- **SET TASK**
Set down every one of the lines below word for word, and leave the pictures out.

━━━

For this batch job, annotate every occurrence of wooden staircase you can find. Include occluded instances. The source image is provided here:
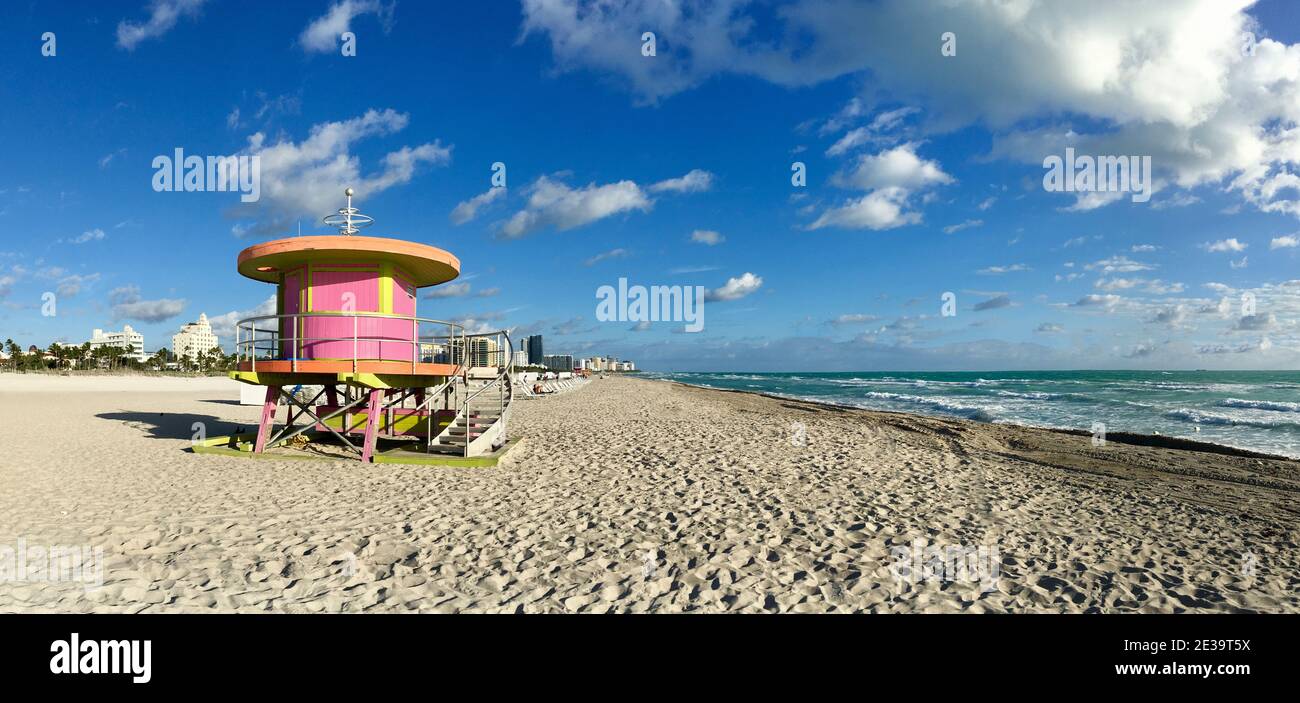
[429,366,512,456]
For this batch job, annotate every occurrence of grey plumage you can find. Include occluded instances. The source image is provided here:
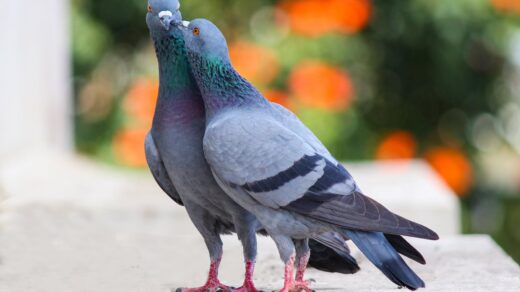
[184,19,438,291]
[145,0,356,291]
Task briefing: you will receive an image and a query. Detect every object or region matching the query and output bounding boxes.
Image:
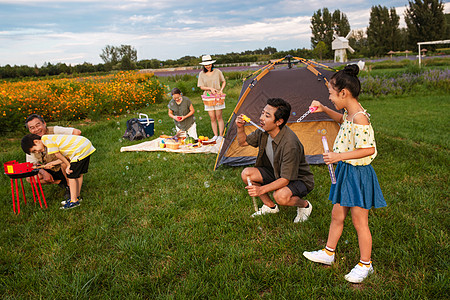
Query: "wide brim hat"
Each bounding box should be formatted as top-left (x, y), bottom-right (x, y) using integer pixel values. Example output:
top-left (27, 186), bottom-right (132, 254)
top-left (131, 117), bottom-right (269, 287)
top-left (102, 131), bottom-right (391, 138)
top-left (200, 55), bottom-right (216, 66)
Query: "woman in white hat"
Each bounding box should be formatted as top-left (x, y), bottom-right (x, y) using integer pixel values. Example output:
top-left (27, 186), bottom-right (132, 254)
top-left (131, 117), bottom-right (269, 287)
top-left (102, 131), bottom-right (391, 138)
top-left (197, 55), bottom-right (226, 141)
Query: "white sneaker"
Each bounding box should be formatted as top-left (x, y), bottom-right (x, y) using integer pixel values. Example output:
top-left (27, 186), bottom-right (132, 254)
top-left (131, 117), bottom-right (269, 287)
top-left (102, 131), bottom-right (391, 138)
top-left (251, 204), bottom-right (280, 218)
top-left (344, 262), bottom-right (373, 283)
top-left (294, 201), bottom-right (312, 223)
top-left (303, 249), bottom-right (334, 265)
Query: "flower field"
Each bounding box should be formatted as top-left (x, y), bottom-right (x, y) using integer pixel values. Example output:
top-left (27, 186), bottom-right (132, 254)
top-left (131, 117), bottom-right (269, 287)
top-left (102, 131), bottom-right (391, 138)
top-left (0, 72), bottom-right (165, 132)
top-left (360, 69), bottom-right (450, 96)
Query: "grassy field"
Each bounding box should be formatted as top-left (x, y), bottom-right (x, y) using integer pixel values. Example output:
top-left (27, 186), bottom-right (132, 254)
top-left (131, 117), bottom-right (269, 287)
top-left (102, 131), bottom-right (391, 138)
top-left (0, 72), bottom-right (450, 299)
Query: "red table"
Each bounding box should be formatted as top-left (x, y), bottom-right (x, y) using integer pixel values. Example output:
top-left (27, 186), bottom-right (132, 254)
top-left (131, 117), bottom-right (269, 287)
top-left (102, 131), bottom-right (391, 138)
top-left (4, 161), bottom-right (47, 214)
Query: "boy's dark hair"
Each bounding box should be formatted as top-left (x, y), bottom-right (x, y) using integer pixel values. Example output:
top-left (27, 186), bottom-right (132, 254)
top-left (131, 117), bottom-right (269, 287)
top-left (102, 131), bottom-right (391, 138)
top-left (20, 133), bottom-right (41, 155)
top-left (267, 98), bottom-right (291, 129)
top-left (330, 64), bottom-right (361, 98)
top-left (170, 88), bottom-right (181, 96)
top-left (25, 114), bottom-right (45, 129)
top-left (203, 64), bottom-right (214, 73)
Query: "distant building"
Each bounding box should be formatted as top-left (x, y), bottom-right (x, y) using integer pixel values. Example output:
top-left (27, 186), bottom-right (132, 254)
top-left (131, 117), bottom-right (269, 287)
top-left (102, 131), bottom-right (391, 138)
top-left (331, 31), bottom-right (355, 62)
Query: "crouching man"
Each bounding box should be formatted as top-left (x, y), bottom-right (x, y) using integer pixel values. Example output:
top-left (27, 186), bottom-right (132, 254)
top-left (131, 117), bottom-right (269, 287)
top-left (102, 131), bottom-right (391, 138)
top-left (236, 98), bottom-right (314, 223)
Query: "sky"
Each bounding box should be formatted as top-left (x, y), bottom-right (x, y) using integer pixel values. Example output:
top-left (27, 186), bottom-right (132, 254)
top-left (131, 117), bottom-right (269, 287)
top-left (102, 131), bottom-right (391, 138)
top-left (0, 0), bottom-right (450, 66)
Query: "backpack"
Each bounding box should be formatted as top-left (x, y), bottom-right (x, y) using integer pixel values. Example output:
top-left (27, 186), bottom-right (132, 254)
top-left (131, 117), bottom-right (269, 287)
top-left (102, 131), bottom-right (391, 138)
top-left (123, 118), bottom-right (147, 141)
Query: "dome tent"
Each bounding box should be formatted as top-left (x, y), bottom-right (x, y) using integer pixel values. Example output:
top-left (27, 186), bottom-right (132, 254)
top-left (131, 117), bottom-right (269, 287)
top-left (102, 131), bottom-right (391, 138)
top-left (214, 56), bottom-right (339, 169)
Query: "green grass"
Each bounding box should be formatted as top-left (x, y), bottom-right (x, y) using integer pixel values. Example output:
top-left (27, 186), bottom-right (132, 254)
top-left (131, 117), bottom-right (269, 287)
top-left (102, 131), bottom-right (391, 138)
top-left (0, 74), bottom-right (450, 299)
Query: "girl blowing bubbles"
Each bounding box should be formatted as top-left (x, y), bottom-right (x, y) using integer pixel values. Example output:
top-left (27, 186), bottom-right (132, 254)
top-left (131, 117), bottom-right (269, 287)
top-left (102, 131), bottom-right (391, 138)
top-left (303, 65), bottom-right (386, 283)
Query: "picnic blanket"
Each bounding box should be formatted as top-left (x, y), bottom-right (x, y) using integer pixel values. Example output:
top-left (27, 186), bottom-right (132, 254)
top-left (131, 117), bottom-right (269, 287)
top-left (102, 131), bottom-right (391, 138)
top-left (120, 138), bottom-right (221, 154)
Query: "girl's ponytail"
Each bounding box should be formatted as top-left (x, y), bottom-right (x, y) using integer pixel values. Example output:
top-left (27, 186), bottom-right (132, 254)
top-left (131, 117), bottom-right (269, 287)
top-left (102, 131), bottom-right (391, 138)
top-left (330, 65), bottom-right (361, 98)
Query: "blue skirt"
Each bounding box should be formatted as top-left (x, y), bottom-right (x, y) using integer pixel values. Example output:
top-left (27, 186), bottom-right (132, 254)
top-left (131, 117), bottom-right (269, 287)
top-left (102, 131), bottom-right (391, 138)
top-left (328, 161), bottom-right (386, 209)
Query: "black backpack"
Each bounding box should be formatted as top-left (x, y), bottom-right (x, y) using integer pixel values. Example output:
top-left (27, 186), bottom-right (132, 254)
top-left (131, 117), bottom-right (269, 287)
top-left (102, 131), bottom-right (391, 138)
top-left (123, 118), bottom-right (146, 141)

━━━

- **RESULT FOR THIS TASK**
For this batch job, annotate every occurrence of wooden staircase you can find. Include occluded instances. The source image is provided here:
[429,366,512,456]
For this batch job, annotate every occurrence of grey plumage you can find. Include occluded instances. The source image is provided here:
[184,19,438,291]
[145,0,356,291]
Task briefing: you will receive an image and a query. Detect every object or region matching the query and output bounding boxes.
Image:
Query: "wide brim hat"
Each bounding box should be formatted as top-left (x, y), bottom-right (x, y) using integer pixel values. Example output:
top-left (27, 186), bottom-right (132, 254)
top-left (131, 117), bottom-right (269, 287)
top-left (102, 131), bottom-right (391, 138)
top-left (200, 55), bottom-right (216, 66)
Query: "woman in white hat"
Each bounding box should be formatted as top-left (x, y), bottom-right (x, y) using integer pixel values. Example output:
top-left (27, 186), bottom-right (132, 254)
top-left (131, 117), bottom-right (269, 287)
top-left (102, 131), bottom-right (391, 138)
top-left (197, 55), bottom-right (226, 141)
Query: "white sneaker"
Each bounding box should be formatted as top-left (x, y), bottom-right (x, y) using integer pixel values. Example output:
top-left (27, 186), bottom-right (132, 254)
top-left (131, 117), bottom-right (269, 287)
top-left (102, 131), bottom-right (391, 138)
top-left (251, 204), bottom-right (280, 218)
top-left (344, 262), bottom-right (373, 283)
top-left (294, 201), bottom-right (312, 223)
top-left (303, 249), bottom-right (334, 265)
Query: "flower field"
Each bounding box should be formatted as top-left (x, y), bottom-right (x, y) using integer pixel values. Example output:
top-left (27, 186), bottom-right (132, 254)
top-left (131, 117), bottom-right (269, 287)
top-left (102, 131), bottom-right (391, 138)
top-left (0, 72), bottom-right (165, 132)
top-left (360, 69), bottom-right (450, 96)
Query: "grassy field"
Each bounding box should be formatted as top-left (x, y), bottom-right (x, y) using integer pixel values. Example output:
top-left (27, 186), bottom-right (132, 254)
top-left (131, 117), bottom-right (269, 287)
top-left (102, 131), bottom-right (391, 138)
top-left (0, 72), bottom-right (450, 299)
Query: "red table"
Each bounding box should be formatted as top-left (x, y), bottom-right (x, y) using integer pixel values. Example output:
top-left (27, 186), bottom-right (132, 254)
top-left (131, 117), bottom-right (269, 287)
top-left (102, 131), bottom-right (391, 138)
top-left (4, 161), bottom-right (47, 214)
Query: "boy's dark hair"
Each bounding box should be formatted as top-left (x, y), bottom-right (x, y) using integer pixel values. Example output:
top-left (27, 186), bottom-right (132, 254)
top-left (131, 117), bottom-right (269, 287)
top-left (102, 131), bottom-right (391, 138)
top-left (20, 133), bottom-right (41, 155)
top-left (267, 98), bottom-right (291, 129)
top-left (330, 64), bottom-right (361, 98)
top-left (170, 88), bottom-right (181, 96)
top-left (25, 114), bottom-right (45, 129)
top-left (203, 64), bottom-right (214, 73)
Query: "distant building"
Each bounding box should be formatted as top-left (x, y), bottom-right (x, y) using integer pixel values. Example output:
top-left (27, 186), bottom-right (132, 254)
top-left (131, 117), bottom-right (269, 287)
top-left (102, 131), bottom-right (391, 138)
top-left (331, 31), bottom-right (355, 62)
Query: "crouching man"
Each bounding box should be formatted as top-left (x, y), bottom-right (x, y) using integer pixel values. Example output:
top-left (27, 186), bottom-right (132, 254)
top-left (131, 117), bottom-right (269, 287)
top-left (102, 131), bottom-right (391, 138)
top-left (236, 98), bottom-right (314, 223)
Query: "sky"
Each bounding box should be formatted as top-left (x, y), bottom-right (x, y) using integer pixel values. Example output:
top-left (27, 186), bottom-right (132, 254)
top-left (131, 117), bottom-right (269, 287)
top-left (102, 131), bottom-right (391, 138)
top-left (0, 0), bottom-right (450, 66)
Query: "backpack"
Each bounding box should be formatted as top-left (x, y), bottom-right (x, y) using integer pixel values. Example output:
top-left (27, 186), bottom-right (132, 254)
top-left (131, 117), bottom-right (269, 287)
top-left (102, 131), bottom-right (391, 138)
top-left (123, 118), bottom-right (147, 141)
Query: "dome tent"
Each bounding box should be formatted as top-left (x, y), bottom-right (x, y) using integer pixel values. Example output:
top-left (27, 186), bottom-right (132, 254)
top-left (131, 117), bottom-right (269, 287)
top-left (102, 131), bottom-right (391, 138)
top-left (214, 56), bottom-right (339, 169)
Query: "green grass"
Each bounding box should be formatted as top-left (x, y), bottom-right (x, y) using integer pixel values. Example output:
top-left (27, 186), bottom-right (132, 254)
top-left (131, 117), bottom-right (269, 287)
top-left (102, 131), bottom-right (391, 138)
top-left (0, 74), bottom-right (450, 299)
Query: "girl blowing bubbles"
Each bounding box should be formatted as top-left (x, y), bottom-right (x, y) using integer pixel values. Example output:
top-left (27, 186), bottom-right (132, 254)
top-left (131, 117), bottom-right (269, 287)
top-left (102, 131), bottom-right (391, 138)
top-left (303, 65), bottom-right (386, 283)
Query: "picnic blanket"
Each bounding box should be formatted as top-left (x, y), bottom-right (x, y) using integer pixel values. Example output:
top-left (27, 186), bottom-right (132, 254)
top-left (131, 117), bottom-right (269, 287)
top-left (102, 131), bottom-right (391, 138)
top-left (120, 138), bottom-right (221, 154)
Query: "girl's ponytail"
Each bounding box should be formatted as top-left (x, y), bottom-right (x, y) using integer pixel values. Example output:
top-left (27, 186), bottom-right (132, 254)
top-left (131, 117), bottom-right (269, 287)
top-left (102, 131), bottom-right (391, 138)
top-left (330, 65), bottom-right (361, 98)
Query: "blue skirt"
Each bounding box should be formatted as top-left (x, y), bottom-right (x, y) using integer pixel values. Example output:
top-left (27, 186), bottom-right (132, 254)
top-left (131, 117), bottom-right (269, 287)
top-left (102, 131), bottom-right (391, 138)
top-left (328, 161), bottom-right (386, 209)
Query: "black backpack"
Each bounding box should be formatted as top-left (x, y), bottom-right (x, y) using integer pixel values. Example output:
top-left (27, 186), bottom-right (132, 254)
top-left (131, 117), bottom-right (269, 287)
top-left (102, 131), bottom-right (391, 138)
top-left (123, 118), bottom-right (146, 141)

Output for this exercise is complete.